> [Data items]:
__________________________________________________
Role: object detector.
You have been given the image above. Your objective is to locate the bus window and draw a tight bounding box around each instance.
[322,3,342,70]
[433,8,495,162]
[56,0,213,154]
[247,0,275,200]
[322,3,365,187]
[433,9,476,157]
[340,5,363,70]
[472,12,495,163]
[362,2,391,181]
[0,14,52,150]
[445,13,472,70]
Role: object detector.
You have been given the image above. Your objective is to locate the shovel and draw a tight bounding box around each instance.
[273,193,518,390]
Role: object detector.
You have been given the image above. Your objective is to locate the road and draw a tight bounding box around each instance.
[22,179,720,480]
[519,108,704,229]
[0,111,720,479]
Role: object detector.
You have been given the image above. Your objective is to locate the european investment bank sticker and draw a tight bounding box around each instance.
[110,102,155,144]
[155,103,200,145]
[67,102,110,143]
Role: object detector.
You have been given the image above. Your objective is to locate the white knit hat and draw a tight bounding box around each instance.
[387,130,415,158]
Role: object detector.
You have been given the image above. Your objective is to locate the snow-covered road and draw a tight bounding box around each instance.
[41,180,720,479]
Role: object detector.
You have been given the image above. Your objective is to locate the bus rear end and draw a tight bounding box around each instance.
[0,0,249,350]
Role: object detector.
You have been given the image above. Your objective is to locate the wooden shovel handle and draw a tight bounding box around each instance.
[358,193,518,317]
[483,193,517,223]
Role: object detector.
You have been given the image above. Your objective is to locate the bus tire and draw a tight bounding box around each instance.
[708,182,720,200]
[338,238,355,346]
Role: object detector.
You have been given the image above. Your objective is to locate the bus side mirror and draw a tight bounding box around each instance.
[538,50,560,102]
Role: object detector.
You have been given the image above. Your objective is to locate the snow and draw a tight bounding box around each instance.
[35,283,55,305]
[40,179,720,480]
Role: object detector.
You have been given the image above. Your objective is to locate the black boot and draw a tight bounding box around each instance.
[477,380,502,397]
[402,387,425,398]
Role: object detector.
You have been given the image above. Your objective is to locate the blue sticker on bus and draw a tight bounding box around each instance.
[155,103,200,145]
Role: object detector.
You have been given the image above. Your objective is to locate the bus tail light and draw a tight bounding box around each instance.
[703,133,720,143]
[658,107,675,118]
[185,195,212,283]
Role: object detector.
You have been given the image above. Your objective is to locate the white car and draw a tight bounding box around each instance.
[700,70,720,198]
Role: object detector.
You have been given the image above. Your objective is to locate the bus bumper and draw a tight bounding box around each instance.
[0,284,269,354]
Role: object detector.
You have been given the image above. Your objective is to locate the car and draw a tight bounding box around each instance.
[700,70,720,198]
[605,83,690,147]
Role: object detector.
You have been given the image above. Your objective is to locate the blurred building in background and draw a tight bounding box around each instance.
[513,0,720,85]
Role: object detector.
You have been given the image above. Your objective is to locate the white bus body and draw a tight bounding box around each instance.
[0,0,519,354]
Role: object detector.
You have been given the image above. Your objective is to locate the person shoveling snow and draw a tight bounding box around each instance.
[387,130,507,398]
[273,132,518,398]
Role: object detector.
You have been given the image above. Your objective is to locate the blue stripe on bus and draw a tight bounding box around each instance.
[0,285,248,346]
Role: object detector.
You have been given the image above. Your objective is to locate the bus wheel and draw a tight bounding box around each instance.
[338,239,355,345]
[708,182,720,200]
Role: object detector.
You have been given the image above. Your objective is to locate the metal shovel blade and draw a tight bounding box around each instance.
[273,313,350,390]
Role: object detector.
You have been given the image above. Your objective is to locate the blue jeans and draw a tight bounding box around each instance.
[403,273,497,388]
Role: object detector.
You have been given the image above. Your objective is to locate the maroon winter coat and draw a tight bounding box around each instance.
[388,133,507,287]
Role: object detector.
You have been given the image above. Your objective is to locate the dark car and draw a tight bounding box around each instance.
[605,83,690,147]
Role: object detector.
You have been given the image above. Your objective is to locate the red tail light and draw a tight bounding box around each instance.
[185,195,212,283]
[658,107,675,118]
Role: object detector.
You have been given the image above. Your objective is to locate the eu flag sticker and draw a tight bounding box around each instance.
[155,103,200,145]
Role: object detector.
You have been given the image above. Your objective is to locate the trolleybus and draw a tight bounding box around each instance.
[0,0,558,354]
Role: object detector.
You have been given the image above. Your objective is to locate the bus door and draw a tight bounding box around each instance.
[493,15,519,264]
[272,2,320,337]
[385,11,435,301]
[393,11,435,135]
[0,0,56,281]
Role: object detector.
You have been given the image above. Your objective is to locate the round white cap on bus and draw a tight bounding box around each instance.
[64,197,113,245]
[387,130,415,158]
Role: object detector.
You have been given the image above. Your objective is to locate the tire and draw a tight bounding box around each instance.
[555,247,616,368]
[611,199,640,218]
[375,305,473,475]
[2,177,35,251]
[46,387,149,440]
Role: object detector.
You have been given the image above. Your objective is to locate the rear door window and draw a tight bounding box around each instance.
__________________________________________________
Copy out every one of the rows above, word for word and line for line.

Role: object detector.
You have been given the image above. Your objective is to locate the bus window and draw a tight bounding box around each instance.
[322,3,342,70]
[433,8,495,162]
[56,0,213,154]
[247,0,275,200]
[322,3,365,187]
[433,9,476,157]
[340,5,363,70]
[472,12,495,163]
[362,2,391,181]
[0,14,52,150]
[445,13,472,70]
Role: object detector.
You have been given the image above. Your objective is to locate the shovel and draw a tight bounding box around each instance.
[273,193,518,390]
Role: object detector.
You have been given the image above. Your objective is to locate the road and draw a tight bounding box around each instance.
[22,179,720,480]
[519,108,704,229]
[0,111,720,479]
Role: object detector.
You have been given the image above. Your objective is to locate the european investment bank sticker and draw a tight bounding box around each instance.
[110,102,155,144]
[155,103,200,145]
[67,102,110,143]
Role: object detector.
You have been given the image above. Your objective is to locate the white knit hat and draw a tight bounding box around each instance.
[387,130,415,158]
Role: object detector.
You have been given the image above. Your objective is to locate the snow-covered road and draw a tight bounding box around each instance.
[41,180,720,479]
Role: object detector.
You have been given the image above. Your objective is to locate the bus rear end and draw a tight bounding box around each instance.
[0,0,249,350]
Role: object detector.
You have been given the image above. Your objective is to locate the wooden shovel handle and draw a tight bounding box around each instance.
[358,193,518,317]
[483,193,517,223]
Role: object detector.
You have been given the image above. Your objective is to locate the bus tire and draw a tight bounding box around each instance.
[708,182,720,200]
[338,238,355,346]
Role: object detector.
You have been given the image above. Your objective is to locate the bus side mirror and draw a tight bounding box around each instance.
[538,50,560,102]
Role: object detector.
You have been given the image above. Your objective is to locate the snow and draw a tight bounding box around each instance.
[35,283,55,305]
[40,179,720,480]
Role: object detector.
You have been given the image above. Your objective is to locate the black boot and draw a tight bounding box around each instance.
[477,380,502,397]
[402,387,425,398]
Role: object detector.
You have been given the image above. Your objective is to locate the blue sticker on bus and draw a tight bounding box around each instance.
[155,103,200,145]
Role: object detector.
You have been given the image above. Your objective is to locate the bus tail light and draw a tight bounding box around each instance.
[703,133,720,143]
[658,107,675,118]
[185,195,212,283]
Role: object detector.
You have been given the image above. Your objective is to locate the white car and draw a tight bounding box around each instance.
[700,70,720,198]
Role: object detector.
You have been given the image above. Your objective is to locate the bus bumper and draw a tight bounding box around each instance.
[0,284,269,354]
Role: object detector.
You have been given the image above. Your objective is to locate the car and draw a tight bounding box around each instance.
[700,70,720,198]
[605,83,690,147]
Role: object detector.
You have been given the image above. Your objective is to locate the blurred building in background and draw a tight bounding box around each instance.
[513,0,720,85]
Role: object detector.
You have been given the image above. Your objective is to locate the white bus body and draw a tight bounding box around each instance.
[0,0,519,354]
Role: object detector.
You have been given the image above. Your objective is to locate the person shoveling snow and draw a tight bounding box around each instance.
[387,130,507,398]
[273,132,518,398]
Role: object detector.
You have been given the image above. Your objective is to locate the blue stripe on bus and draw a tight bounding box around each instance.
[0,285,248,346]
Role: object detector.
You have been given the image above. Your objective is to locate the bus wheel and draw a tight bounding box around each instance.
[338,239,355,345]
[708,182,720,200]
Role: object detector.
You have been given the image above. Your objective is to locate the metal shovel blade and draw a tight bounding box around each instance.
[273,313,350,390]
Role: object detector.
You have been given the image above. Your objective is to locate the blue jeans and draw a tight bounding box around each instance.
[403,273,497,388]
Role: object detector.
You have been given the image above. Your objective is to locate the maroon winter coat and draw a tight bounding box around each instance.
[388,133,507,287]
Role: object detector.
You have been given the image above. Your objective is to locate the dark car and draw a tight bounding box around each instance.
[605,83,690,147]
Role: object detector.
You have been given the image above. Your objective is to locate the red tail light and draw a tight bounding box around each instance.
[185,195,212,283]
[658,107,675,118]
Role: object detector.
You have been given the image above. Your objective is to locate the eu flag sticker and draw a tight bounding box around each instance.
[155,103,200,145]
Role: object detector.
You have been given the image above. Your objective is to locate the trolleybus and draw a tight bounding box around each instance.
[0,0,558,354]
Role: object detector.
You have been given the image above. Your objective is to locate the bus door and draw a tight bounding box around each instance.
[493,15,519,264]
[272,2,320,337]
[385,11,435,301]
[393,11,435,135]
[0,0,56,281]
Role: object detector.
You have been given the image above. Your objective is to locate the round white cap on bus and draw a tight bounding box around each instance.
[64,197,113,245]
[387,130,415,158]
Role: object detector.
You have been given the image above. Your objective is to locate the tire and draw a tight bounding box around each instance.
[555,247,616,368]
[611,199,640,218]
[375,305,473,475]
[2,177,35,251]
[46,387,149,440]
Role: object detector.
You have been given the image above. Your objective is to locate the rear door window and draw a tight bounding box around each instance.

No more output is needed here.